:: Quoted passage ::

A continuous high-frequency motion capture system in the intensive care setting produces a high-dimensional dataset that is also valuable for data-driven research projects. Profiles of motor activity in SBI are poorly understood and decoding specific features of motion in the time-, frequency-, and wavelet-domains can open a window on internal neurological states. Accelerometry-based features may elucidate fundamental mechanisms underlying the strong association between physical activity and clinical outcomes, and we aim to collect more data in the NIMS project to enable the research and development of motion as a quantitative marker of functional recovery for SBI.
More generally, the critical care setting is a fertile ground for the development of advanced computational methods and applications of artificial intelligence for monitoring and decision support37. Patients are typically interfacing with physiological monitoring systems that generate a large volume of data whose complexity may overwhelm human interpretation alone but may be ideal for the training of analytical systems38. Since critical care specialists typically must make time-sensitive decisions for multiple patients at the same time39, we expect that a near-real-time computational framework assessing motion features alongside other time-series data continuously could provide valuable decision support. We expect that ongoing and subsequent iterations of this work will enable integration of computational physical activity features into the framework of monitoring and prognostication in the critical care setting.

:::
:: Information shown ::

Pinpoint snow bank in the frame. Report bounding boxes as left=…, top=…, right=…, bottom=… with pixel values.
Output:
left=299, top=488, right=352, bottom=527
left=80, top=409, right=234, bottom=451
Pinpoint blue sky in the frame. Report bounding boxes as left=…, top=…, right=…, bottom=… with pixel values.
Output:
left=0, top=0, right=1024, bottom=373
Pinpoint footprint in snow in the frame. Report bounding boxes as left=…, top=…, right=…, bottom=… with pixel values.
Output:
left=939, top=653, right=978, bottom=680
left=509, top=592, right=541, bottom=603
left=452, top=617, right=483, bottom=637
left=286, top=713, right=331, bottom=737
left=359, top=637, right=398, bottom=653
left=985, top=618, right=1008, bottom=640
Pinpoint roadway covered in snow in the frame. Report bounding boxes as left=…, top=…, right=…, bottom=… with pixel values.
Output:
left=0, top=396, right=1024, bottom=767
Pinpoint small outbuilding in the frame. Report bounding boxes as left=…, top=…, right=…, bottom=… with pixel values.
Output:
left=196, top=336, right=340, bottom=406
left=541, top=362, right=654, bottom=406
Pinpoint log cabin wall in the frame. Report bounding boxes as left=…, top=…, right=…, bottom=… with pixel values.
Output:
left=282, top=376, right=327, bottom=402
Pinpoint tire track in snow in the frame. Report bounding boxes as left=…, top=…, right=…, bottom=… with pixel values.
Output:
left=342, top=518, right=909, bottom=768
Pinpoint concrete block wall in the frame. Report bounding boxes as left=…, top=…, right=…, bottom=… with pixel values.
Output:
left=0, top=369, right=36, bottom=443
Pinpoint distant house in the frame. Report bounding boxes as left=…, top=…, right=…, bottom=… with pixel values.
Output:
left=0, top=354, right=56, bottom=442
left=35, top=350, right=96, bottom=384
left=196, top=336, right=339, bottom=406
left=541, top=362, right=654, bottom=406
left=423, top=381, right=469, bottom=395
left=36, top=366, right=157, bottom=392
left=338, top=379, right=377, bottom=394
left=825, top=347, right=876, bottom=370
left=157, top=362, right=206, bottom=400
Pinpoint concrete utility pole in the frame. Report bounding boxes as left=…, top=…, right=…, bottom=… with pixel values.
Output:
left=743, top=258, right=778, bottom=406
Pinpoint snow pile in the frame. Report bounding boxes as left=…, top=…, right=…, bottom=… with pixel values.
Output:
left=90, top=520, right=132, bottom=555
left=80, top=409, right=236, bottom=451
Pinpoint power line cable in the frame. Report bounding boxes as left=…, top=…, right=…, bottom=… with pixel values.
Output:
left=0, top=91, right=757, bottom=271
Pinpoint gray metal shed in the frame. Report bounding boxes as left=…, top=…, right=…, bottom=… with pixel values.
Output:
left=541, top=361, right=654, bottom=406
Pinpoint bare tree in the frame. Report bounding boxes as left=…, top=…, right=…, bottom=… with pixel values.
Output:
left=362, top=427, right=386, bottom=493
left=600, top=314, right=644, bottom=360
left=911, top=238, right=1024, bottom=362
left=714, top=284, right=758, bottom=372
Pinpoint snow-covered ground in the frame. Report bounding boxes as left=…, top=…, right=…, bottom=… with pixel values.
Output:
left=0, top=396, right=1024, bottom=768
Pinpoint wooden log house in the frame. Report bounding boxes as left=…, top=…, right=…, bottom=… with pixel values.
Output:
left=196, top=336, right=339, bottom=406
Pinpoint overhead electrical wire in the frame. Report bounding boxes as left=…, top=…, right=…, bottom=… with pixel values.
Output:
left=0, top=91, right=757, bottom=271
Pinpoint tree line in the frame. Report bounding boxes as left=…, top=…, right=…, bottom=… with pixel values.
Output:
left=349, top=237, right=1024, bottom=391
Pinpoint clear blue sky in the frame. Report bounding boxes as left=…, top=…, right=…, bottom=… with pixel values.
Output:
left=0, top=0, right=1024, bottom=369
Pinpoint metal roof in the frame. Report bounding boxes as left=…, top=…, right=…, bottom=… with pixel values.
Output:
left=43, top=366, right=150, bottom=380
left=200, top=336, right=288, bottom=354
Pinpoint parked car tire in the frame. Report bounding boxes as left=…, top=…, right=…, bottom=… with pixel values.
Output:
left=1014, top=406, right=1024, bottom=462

:::

- **What this exercise asks**:
1/ The passage on motion capture in intensive care names the domains in which motion features can be decoded. List them.
2/ Recast as a short bulleted list the paragraph of the passage on motion capture in intensive care that begins "More generally, the critical care setting", keeping its main facts.
3/ Write the next paragraph of the passage on motion capture in intensive care, picking up after its final sentence.

- **Your written answers**:
1/
- Time domain
- Frequency domain
- Wavelet domain

2/
- Critical care is a fertile ground for developing advanced computational methods and artificial intelligence for monitoring and decision support.
- Patients are typically connected to physiological monitoring systems that produce large volumes of data.
- This data may be too complex for human interpretation alone but may suit the training of analytical systems.
- Critical care specialists often must make time-sensitive decisions for several patients at once.
- A near-real-time computational framework that continuously assesses motion features alongside other time-series data could therefore offer valuable decision support.
- Ongoing and later iterations of this work are expected to integrate computational physical activity features into monitoring and prognostication in critical care.

3/
Study limitations
We recognize several limitations in this work that need to be addressed. Our statistical analyses and retrospective validation of GCSm detection and GOSE prediction were performed on a limited sample size (n = 69 patients) from a single institution and intensive care facility. Further validation will require repeated trials on larger patient populations across multiple centers. There are also improvements to be done to the sensor itself. The planar dimensions of our currently used accelerometer (42 mm × 32 mm) can be reduced further to increase the resolution of localized motion capture. Furthermore, since accelerometry measurements depend on the orientation of the accelerometer with respect to the vertical (gravitational axis), additional modalities of motor output (i.e., gyroscopy and electromyography) could be integrated into the sensor system to inform computational models on the precise arrangement and neural activation of body segments. This would allow us to derive more physiologically relevant features that correspond to validated models of nervous system injury or disease6. We also recommend the development of sensors with higher sampling frequencies (≥40 Hz) to capture extremely fine or fast movements of digits or lower extremities. Additionally, GCSm itself has been criticized for lack of standardization among practitioners40, 41. GCSm scores for this work were extracted automatically from EHR and were measured from multiple practitioners across the Johns Hopkins Hospital Neurosciences Critical Care Unit (NCCU) staff. Moving forward, we aim to supplement clinical validation of the motion features with multifactorial associations with other consciousness, functional, cognitive, psycho-behavioral, symptomatic, and social outcome scales of SBI patients42.
METHODS
Study population and experimental protocol
This work was conducted with approval from the Johns Hopkins Medicine Institutional Review Board (IRB00135674) and written informed consent from patients or surrogates. We prospectively enrolled 72 patients admitted to the NCCU who met the following criteria: age ≥ 18 years, SBI defined as an acute brain injury or illness resulting in impaired consciousness, absence of injuries or lesions involving the extremities, and not expected to die or have withdrawal of life-sustaining therapies in the 24 hours following enrolment.
Patients were evaluated daily while in the NCCU, at hospital discharge, and at 12 months post discharge by research team members. All GCS evaluations during each patient’s hospital stay were automatically extracted from the institutional EHR system (Epic Systems, Madison, WI, USA). GOSE scores at hospital discharge were obtained by EHR review of discharge reports for patients who survived during hospital stay (n = 53). Patients were contacted by telephone 12 months (±1 month) after hospital discharge, and GOSE scores were obtained using a validated questionnaire43 (n = 27); in cases where patients could not be contacted, data was extracted from EHR reports (n = 8). Additionally, we identified participants who died between discharge and 12 months post-discharge from national obituary records (n = 12). Thus, we arrived at a 12-month post-discharge sample size of n = 64.
From the first 3 patients, we collected 10 hours of continuous triaxial accelerometry data, and for the remainder of the patients, we augmented our recording duration to between 24 and 48 hours of accelerometry data.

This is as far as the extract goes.